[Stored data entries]
+===+

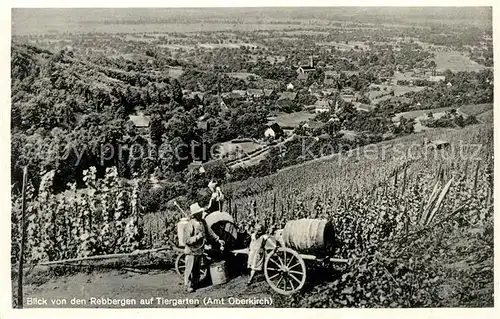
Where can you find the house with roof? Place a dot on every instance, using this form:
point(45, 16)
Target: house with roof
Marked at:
point(348, 97)
point(269, 93)
point(306, 68)
point(331, 77)
point(274, 131)
point(322, 106)
point(289, 96)
point(207, 166)
point(349, 74)
point(239, 93)
point(363, 107)
point(303, 76)
point(255, 93)
point(141, 122)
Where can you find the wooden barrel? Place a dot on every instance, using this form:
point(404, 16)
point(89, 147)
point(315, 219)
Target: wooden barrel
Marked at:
point(308, 235)
point(218, 273)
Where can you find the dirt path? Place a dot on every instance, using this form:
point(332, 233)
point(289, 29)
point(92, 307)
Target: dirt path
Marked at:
point(133, 287)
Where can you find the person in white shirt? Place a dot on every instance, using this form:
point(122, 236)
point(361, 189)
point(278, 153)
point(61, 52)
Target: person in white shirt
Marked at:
point(216, 199)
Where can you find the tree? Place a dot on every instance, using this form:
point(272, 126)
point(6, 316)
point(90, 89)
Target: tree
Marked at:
point(156, 130)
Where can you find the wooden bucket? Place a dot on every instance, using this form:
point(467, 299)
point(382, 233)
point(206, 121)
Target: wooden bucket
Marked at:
point(308, 235)
point(218, 273)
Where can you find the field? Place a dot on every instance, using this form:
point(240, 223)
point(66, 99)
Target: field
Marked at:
point(291, 120)
point(363, 197)
point(390, 242)
point(476, 109)
point(456, 62)
point(418, 113)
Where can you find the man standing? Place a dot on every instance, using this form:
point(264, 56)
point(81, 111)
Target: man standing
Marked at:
point(216, 198)
point(195, 244)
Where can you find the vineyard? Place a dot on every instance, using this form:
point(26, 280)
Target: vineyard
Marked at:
point(408, 246)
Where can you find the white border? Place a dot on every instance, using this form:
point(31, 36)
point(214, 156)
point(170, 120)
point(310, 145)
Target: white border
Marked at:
point(5, 292)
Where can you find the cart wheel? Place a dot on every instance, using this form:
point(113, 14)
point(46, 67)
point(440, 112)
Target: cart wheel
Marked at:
point(180, 266)
point(285, 271)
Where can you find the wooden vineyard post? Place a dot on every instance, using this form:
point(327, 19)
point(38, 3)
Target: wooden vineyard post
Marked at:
point(404, 179)
point(23, 238)
point(475, 175)
point(235, 214)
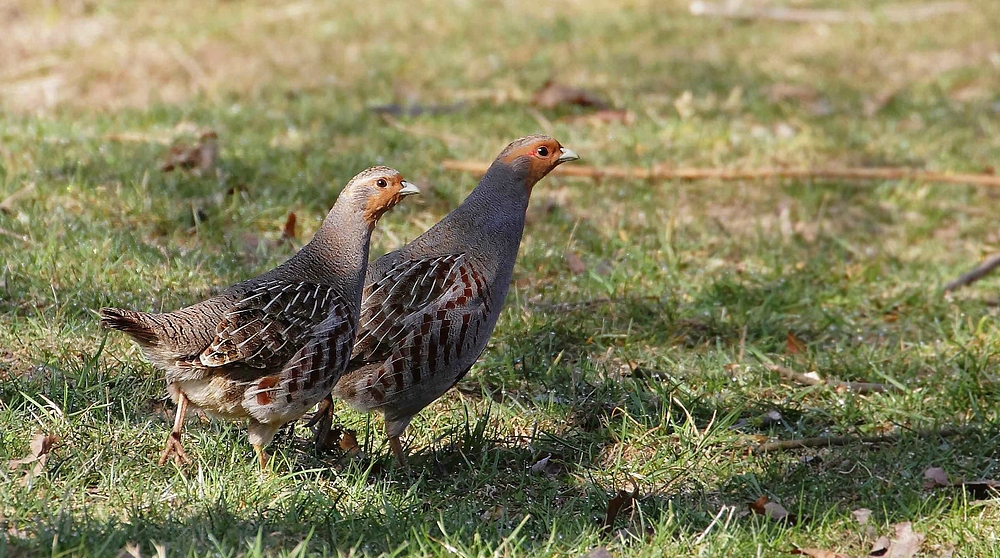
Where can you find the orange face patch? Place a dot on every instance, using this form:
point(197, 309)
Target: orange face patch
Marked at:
point(542, 156)
point(383, 200)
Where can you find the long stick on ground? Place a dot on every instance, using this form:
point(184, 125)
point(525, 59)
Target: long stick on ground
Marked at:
point(971, 277)
point(662, 172)
point(831, 441)
point(893, 14)
point(856, 387)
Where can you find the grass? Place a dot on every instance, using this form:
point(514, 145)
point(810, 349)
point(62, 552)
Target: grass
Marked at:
point(660, 389)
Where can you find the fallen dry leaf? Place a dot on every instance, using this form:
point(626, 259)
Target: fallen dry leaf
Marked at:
point(905, 543)
point(934, 477)
point(881, 546)
point(771, 510)
point(605, 117)
point(288, 232)
point(349, 442)
point(552, 94)
point(544, 466)
point(599, 552)
point(40, 445)
point(493, 514)
point(575, 264)
point(981, 489)
point(861, 515)
point(794, 345)
point(199, 157)
point(622, 502)
point(131, 550)
point(817, 553)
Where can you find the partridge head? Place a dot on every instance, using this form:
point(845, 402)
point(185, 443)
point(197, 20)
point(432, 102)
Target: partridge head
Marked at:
point(430, 307)
point(269, 348)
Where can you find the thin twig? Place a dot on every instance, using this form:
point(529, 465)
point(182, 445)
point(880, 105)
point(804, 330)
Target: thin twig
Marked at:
point(663, 172)
point(20, 237)
point(856, 387)
point(572, 306)
point(971, 277)
point(892, 14)
point(831, 441)
point(450, 139)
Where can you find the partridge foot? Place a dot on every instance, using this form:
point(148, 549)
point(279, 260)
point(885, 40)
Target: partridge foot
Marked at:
point(397, 450)
point(322, 422)
point(174, 449)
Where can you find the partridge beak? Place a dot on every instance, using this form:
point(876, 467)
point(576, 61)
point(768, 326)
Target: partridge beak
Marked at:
point(408, 189)
point(567, 154)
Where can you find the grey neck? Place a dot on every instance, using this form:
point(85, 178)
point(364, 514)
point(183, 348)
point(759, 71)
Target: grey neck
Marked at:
point(337, 253)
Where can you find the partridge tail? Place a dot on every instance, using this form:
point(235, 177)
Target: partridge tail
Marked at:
point(135, 324)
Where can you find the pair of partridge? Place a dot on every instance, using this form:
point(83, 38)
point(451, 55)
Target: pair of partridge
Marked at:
point(429, 308)
point(270, 348)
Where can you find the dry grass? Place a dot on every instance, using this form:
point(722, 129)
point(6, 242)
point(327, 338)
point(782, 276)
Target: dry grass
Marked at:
point(654, 381)
point(130, 54)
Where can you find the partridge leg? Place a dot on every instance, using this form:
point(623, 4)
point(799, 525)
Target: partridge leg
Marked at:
point(261, 434)
point(323, 421)
point(173, 446)
point(397, 450)
point(262, 456)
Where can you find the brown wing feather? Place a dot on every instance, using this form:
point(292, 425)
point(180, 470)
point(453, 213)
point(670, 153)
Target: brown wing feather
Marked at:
point(310, 373)
point(404, 291)
point(268, 324)
point(428, 345)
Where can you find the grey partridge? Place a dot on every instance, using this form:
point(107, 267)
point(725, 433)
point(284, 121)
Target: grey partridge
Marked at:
point(429, 308)
point(270, 348)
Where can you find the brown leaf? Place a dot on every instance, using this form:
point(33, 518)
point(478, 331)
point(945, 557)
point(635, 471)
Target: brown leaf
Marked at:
point(575, 264)
point(552, 95)
point(599, 552)
point(544, 466)
point(605, 117)
point(349, 442)
point(935, 477)
point(981, 489)
point(620, 503)
point(771, 510)
point(817, 553)
point(288, 232)
point(199, 157)
point(905, 543)
point(789, 91)
point(40, 445)
point(881, 546)
point(131, 550)
point(861, 515)
point(493, 514)
point(794, 345)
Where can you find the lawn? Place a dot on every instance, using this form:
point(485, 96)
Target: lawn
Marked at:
point(634, 363)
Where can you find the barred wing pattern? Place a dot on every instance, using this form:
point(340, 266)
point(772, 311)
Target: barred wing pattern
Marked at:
point(309, 374)
point(431, 339)
point(405, 290)
point(268, 324)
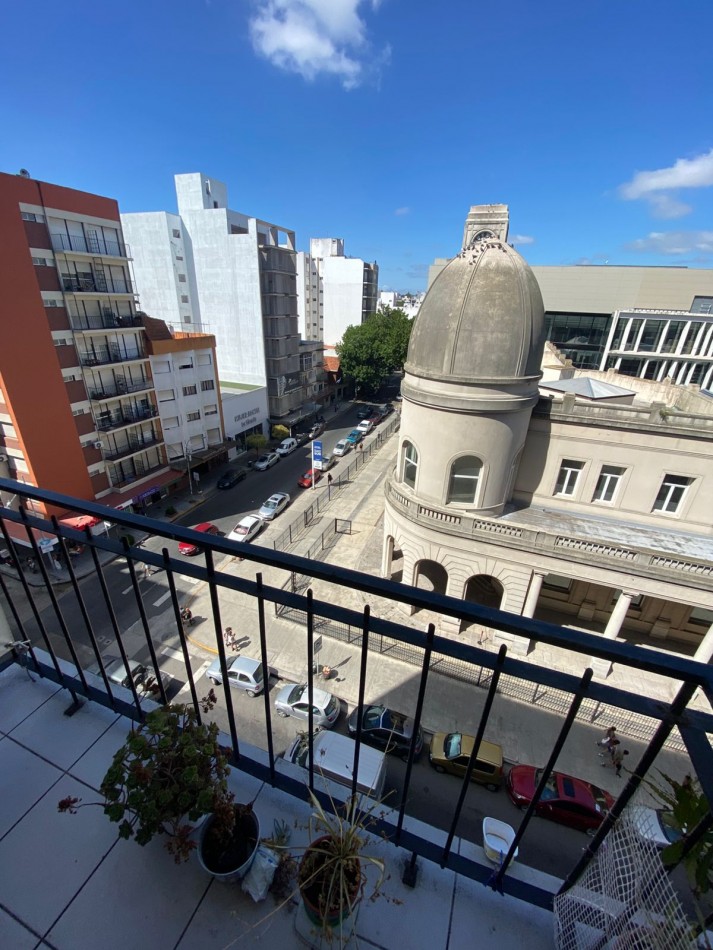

+===+

GIVEN EXERCISE:
Identify each row above that contains the string "barred" and copy those rows out in full. Case counts.

WRITTEN REPLY:
Where can you find the barred wing pattern? Place a dot on every instance, using this form:
Target: barred wing pattern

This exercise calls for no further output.